=== Section Start ===

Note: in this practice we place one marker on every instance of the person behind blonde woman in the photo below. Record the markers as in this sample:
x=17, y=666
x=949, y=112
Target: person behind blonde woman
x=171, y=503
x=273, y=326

=== Section End ===

■ **Task details**: Reproduce the data exactly. All of it is needed.

■ **Expected output**:
Note: in this practice we place one marker on every instance of the person behind blonde woman in the photo below. Record the markers as in this sample:
x=17, y=666
x=949, y=112
Target: person behind blonde woman
x=171, y=503
x=273, y=326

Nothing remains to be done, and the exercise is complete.